[Point annotations for photos]
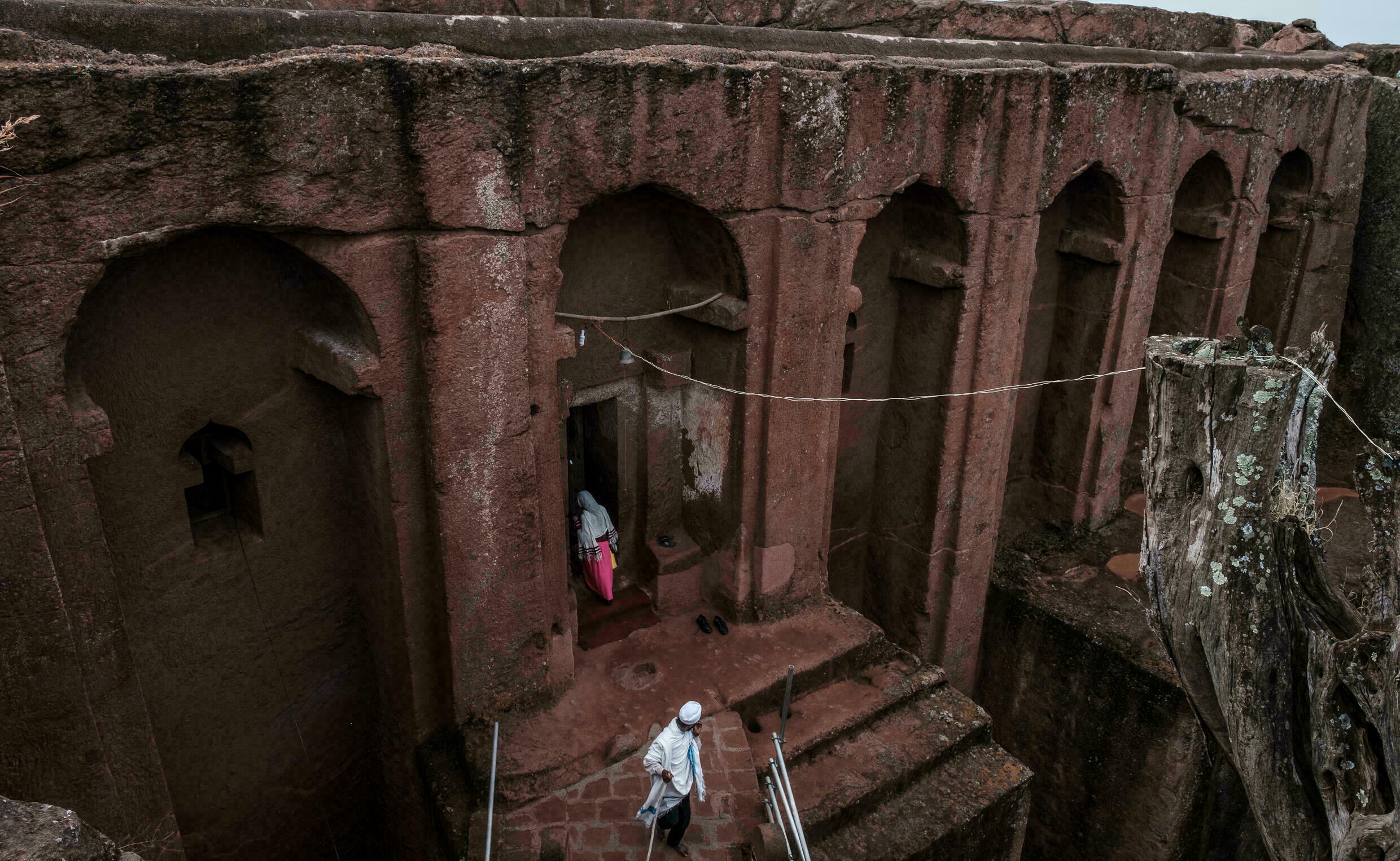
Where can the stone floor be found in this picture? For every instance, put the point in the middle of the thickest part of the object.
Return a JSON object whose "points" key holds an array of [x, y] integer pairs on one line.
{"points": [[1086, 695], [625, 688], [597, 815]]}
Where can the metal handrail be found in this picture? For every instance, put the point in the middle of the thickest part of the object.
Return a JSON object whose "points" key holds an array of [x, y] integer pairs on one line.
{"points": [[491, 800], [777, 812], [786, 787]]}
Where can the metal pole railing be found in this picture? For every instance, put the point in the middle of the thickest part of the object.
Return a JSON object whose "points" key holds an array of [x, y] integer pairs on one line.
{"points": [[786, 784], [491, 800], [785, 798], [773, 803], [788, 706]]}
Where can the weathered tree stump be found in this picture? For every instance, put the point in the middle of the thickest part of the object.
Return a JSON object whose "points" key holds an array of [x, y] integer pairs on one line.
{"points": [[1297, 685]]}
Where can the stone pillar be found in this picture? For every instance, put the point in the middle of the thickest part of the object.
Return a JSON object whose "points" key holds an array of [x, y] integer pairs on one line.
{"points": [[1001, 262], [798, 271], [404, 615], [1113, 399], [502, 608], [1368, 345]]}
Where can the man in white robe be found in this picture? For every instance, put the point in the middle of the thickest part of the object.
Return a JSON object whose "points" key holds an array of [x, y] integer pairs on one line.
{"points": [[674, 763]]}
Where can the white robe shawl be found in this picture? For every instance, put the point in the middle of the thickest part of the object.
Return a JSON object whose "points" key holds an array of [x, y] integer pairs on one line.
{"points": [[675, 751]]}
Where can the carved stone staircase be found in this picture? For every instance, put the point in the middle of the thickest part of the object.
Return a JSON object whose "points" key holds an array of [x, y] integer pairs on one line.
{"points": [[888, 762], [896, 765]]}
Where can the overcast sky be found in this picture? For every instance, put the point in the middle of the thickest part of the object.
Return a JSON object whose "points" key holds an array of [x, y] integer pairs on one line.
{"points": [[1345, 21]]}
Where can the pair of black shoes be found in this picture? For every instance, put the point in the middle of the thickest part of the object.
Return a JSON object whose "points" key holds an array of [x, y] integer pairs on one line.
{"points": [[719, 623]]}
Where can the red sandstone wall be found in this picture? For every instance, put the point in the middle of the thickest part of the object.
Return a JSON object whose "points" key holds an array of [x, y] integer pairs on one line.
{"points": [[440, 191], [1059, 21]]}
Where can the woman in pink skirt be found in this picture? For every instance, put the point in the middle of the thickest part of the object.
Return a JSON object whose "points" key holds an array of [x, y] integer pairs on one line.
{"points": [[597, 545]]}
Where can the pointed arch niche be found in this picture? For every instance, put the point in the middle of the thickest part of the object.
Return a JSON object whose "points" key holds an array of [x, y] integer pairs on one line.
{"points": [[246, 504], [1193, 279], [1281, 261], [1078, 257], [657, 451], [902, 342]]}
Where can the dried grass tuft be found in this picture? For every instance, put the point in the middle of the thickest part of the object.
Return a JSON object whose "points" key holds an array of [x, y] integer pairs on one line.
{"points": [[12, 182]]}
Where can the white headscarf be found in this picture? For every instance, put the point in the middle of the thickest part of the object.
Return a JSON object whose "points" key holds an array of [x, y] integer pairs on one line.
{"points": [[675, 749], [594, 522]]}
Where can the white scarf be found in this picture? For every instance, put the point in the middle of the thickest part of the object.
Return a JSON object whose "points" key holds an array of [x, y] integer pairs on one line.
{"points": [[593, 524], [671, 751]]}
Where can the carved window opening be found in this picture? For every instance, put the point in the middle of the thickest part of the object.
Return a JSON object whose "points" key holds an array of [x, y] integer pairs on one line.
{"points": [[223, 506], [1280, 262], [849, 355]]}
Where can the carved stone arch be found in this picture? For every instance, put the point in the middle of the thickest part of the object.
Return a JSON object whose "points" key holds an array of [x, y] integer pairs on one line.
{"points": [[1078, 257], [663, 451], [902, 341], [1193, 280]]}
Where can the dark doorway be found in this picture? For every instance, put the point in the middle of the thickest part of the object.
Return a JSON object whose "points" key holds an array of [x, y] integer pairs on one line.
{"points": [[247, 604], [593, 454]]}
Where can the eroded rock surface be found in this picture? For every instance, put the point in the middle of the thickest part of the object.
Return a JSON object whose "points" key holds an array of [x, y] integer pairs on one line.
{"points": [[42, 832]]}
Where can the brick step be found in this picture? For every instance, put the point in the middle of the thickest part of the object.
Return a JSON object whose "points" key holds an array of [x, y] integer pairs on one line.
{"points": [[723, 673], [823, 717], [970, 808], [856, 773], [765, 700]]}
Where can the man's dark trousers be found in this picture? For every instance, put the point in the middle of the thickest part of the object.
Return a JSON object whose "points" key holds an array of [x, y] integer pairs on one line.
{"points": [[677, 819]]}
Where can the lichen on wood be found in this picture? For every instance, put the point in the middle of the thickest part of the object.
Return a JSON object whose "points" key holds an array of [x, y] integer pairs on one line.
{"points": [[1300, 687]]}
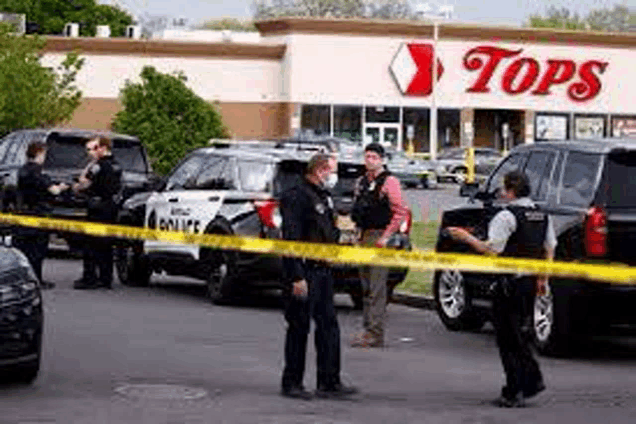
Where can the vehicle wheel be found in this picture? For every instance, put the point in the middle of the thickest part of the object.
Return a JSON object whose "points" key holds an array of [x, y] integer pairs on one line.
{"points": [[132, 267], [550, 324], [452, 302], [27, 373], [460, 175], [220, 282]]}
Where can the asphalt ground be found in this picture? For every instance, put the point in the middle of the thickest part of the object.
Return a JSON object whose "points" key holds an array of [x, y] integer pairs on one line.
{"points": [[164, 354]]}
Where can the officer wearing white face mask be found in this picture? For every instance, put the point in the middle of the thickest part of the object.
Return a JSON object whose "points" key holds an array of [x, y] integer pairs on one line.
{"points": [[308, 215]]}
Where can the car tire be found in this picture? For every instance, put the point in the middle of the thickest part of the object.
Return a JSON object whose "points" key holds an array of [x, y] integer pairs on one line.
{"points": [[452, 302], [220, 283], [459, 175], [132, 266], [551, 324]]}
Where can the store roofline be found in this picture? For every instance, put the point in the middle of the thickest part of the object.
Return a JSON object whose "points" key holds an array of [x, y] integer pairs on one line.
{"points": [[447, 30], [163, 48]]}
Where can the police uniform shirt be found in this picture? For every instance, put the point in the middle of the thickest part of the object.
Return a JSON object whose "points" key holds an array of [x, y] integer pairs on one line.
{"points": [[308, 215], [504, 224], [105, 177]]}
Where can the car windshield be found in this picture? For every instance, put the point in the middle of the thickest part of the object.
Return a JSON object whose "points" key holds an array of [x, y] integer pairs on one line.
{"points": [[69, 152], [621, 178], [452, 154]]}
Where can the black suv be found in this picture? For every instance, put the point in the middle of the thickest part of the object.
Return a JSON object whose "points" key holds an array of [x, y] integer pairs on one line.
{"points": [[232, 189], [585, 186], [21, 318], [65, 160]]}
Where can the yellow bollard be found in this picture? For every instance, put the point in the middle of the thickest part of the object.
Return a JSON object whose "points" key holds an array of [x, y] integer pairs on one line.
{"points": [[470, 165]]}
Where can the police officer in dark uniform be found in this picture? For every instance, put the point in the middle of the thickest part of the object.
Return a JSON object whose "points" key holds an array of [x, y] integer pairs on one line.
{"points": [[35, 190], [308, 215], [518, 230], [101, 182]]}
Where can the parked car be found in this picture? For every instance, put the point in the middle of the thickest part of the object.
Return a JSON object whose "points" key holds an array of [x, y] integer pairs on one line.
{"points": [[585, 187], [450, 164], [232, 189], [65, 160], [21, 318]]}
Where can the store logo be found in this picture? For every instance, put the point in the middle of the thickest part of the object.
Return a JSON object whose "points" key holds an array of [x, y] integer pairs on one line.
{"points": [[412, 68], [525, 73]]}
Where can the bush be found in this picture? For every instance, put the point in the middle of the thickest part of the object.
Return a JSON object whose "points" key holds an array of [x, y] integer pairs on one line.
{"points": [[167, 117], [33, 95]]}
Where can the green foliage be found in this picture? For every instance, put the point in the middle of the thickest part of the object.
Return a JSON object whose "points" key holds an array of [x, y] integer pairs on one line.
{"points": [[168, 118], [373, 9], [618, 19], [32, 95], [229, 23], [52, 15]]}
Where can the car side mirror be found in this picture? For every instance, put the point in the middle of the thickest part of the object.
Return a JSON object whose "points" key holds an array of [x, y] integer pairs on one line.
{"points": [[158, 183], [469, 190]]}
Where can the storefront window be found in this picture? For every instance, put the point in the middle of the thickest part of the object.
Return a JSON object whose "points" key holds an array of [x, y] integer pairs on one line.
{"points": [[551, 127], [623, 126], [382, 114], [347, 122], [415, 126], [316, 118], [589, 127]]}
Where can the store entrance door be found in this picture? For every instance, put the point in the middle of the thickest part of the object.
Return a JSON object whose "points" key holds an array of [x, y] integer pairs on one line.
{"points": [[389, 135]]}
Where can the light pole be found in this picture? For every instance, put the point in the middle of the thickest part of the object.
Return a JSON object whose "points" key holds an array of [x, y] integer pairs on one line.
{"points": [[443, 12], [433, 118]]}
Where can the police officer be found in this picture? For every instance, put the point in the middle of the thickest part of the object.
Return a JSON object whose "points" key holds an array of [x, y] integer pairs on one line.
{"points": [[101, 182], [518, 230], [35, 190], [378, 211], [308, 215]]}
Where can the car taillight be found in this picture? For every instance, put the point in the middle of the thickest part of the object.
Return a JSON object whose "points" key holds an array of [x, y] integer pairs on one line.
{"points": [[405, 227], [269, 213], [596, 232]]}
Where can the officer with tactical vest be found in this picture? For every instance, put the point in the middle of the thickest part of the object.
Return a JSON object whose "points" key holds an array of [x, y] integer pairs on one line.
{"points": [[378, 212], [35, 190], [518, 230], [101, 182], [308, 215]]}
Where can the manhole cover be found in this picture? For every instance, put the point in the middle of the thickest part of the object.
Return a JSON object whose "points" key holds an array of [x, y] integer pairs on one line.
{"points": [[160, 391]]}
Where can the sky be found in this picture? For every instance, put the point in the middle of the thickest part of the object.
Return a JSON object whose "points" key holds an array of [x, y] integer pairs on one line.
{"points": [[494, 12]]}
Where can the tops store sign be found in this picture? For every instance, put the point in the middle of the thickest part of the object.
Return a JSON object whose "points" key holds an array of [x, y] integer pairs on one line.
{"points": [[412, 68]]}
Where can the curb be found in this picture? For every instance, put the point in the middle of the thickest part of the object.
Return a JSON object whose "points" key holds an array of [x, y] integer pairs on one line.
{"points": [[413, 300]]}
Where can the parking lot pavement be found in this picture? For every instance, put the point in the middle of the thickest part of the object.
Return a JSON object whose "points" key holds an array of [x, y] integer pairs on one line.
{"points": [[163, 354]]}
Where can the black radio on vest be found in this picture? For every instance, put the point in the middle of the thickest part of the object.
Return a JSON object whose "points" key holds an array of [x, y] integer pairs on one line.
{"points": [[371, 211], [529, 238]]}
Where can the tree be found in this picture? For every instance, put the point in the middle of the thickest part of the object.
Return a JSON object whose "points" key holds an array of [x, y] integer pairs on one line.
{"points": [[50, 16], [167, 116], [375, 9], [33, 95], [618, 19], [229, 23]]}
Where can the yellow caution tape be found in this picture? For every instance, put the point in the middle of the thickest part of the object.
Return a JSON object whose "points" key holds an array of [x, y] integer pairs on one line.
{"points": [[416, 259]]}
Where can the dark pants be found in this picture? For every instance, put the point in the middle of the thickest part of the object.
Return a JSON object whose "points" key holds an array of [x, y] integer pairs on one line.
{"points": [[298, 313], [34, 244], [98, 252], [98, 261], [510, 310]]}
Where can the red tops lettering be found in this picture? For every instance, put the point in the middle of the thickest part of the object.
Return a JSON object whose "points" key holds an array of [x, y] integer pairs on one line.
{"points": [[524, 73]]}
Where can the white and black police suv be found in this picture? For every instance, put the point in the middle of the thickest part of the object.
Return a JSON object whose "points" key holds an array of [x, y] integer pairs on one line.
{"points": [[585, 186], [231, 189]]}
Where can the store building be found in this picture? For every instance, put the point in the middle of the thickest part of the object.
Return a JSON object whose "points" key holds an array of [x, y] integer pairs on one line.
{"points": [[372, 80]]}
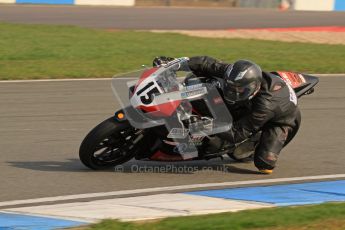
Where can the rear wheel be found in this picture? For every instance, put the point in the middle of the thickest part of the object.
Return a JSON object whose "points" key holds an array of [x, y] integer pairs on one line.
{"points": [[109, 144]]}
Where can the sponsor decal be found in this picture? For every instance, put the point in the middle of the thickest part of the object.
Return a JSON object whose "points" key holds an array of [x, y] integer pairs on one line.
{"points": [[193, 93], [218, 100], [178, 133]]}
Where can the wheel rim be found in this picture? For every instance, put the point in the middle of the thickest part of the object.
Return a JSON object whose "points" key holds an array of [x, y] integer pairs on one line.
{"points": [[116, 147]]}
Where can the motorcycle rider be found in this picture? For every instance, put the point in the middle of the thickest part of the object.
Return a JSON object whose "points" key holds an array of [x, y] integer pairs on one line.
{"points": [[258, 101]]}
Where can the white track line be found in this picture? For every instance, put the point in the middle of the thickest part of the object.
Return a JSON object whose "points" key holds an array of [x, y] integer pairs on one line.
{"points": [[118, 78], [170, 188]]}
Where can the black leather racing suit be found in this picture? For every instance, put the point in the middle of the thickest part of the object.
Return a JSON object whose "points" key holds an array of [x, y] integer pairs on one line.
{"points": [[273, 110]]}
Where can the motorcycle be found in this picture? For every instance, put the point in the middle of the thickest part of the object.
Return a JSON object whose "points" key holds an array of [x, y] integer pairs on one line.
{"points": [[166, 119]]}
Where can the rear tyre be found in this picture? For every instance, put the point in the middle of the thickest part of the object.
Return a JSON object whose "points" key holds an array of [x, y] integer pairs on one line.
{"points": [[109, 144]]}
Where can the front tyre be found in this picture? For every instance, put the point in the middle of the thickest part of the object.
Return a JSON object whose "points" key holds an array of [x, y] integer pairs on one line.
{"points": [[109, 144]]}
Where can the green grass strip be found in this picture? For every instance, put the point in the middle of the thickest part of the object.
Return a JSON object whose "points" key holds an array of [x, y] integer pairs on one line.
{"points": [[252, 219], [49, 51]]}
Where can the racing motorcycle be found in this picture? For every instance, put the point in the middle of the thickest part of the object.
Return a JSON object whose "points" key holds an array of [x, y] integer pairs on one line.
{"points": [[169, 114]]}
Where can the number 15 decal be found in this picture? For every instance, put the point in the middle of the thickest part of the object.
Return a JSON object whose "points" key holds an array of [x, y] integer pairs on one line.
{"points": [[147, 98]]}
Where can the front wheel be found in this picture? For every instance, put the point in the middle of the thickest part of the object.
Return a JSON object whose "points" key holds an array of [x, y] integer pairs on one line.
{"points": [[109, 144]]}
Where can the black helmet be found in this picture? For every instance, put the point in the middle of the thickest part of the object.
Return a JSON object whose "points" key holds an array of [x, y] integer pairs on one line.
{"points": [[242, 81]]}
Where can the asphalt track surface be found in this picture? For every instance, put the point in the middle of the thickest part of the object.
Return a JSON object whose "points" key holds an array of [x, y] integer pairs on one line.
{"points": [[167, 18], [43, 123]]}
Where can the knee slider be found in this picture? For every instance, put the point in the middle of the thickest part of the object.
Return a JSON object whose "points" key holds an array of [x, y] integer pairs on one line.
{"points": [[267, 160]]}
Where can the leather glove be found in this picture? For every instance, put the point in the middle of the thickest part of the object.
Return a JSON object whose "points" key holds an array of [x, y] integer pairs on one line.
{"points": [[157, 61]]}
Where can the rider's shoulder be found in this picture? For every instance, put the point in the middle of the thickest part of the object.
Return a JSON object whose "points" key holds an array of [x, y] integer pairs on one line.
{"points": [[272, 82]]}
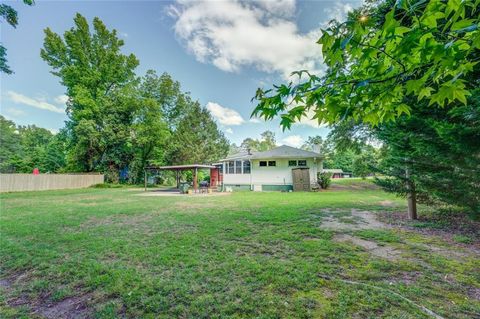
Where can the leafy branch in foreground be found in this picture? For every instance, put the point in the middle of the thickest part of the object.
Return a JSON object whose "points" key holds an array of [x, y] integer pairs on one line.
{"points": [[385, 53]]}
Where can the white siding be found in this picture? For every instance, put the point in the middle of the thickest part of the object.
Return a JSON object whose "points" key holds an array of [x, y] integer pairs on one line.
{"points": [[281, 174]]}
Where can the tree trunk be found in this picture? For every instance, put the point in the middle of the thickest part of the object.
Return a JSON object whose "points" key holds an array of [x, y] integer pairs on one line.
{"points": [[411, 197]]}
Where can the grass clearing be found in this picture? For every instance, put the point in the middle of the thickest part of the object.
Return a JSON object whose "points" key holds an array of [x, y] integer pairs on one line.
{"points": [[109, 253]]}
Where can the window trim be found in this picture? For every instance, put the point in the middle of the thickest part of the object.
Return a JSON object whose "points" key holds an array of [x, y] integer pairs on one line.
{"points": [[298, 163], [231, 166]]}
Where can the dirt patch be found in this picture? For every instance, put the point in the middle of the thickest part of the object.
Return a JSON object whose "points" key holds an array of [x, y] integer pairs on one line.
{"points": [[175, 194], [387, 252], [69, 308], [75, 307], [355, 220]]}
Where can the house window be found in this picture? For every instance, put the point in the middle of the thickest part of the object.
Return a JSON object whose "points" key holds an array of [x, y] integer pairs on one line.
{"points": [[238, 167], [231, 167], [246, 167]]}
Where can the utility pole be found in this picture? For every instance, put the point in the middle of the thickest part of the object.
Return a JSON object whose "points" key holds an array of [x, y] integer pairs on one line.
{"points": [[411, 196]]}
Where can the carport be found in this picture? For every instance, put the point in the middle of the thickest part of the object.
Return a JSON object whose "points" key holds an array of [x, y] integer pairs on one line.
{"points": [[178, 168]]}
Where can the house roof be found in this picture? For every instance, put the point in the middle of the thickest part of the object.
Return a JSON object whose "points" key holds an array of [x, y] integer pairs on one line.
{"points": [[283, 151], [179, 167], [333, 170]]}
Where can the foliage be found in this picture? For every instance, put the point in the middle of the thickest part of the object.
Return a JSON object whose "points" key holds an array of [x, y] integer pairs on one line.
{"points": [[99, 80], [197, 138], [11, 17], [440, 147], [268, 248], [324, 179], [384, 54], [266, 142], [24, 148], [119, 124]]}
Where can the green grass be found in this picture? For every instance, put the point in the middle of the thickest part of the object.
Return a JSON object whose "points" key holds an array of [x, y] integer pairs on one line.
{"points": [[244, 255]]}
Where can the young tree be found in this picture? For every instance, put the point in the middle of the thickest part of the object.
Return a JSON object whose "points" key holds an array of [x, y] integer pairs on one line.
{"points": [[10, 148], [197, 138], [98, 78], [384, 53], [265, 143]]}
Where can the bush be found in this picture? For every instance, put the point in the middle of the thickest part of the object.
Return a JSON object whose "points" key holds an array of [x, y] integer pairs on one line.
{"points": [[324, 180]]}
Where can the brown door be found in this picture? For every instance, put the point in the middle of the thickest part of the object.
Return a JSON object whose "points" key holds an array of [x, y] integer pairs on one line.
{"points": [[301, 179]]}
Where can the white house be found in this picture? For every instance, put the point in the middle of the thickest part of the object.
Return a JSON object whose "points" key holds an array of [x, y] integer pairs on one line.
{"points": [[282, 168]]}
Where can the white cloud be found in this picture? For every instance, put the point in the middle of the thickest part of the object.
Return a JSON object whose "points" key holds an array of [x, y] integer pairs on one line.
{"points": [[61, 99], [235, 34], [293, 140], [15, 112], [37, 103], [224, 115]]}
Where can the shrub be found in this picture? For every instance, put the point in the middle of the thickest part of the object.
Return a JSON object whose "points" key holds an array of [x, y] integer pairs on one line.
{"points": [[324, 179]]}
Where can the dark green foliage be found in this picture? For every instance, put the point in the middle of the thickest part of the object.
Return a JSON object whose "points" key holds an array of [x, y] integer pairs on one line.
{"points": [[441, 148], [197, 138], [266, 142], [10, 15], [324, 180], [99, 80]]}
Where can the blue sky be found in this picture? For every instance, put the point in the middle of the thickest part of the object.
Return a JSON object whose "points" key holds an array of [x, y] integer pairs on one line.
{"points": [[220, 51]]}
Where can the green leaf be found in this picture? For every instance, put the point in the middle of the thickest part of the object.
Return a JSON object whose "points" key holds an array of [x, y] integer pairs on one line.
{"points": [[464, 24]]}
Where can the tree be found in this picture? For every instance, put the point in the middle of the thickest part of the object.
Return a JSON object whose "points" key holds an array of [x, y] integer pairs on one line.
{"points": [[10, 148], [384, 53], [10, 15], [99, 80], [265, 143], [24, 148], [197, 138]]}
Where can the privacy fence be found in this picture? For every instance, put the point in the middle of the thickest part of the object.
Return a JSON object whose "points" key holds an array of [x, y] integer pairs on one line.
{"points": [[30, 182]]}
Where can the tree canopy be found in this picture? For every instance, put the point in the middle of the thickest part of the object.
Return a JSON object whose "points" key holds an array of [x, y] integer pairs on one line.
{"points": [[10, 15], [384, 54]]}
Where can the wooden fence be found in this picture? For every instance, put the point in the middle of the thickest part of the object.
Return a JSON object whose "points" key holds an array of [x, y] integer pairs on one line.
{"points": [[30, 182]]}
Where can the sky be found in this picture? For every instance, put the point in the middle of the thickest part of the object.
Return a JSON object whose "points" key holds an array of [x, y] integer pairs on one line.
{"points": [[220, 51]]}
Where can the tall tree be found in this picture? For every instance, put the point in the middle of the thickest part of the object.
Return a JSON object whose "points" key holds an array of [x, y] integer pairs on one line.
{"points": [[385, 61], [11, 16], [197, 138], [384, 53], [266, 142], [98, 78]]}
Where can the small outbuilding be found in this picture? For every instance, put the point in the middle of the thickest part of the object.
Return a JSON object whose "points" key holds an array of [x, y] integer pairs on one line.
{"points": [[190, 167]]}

**Exercise description:**
Copy only this span: the line that contains "Where can the tall", the last line, and every line between them.

**Reply:**
Where can the tall tree be found in this picture? For every instance, put the point in the middle of the thickest part of the object.
Return a JSON object whose "points" key holds an array of [x, y] integer pairs on one line.
{"points": [[385, 61], [11, 16], [197, 138], [384, 53], [266, 142], [98, 78]]}
Where can the small outbuilding be found in this picture? For every instance, put the point in the middle of the thickest part of the object.
Return a JSON object whose "points" key holds an array of [x, y] integer pairs on one line.
{"points": [[190, 167]]}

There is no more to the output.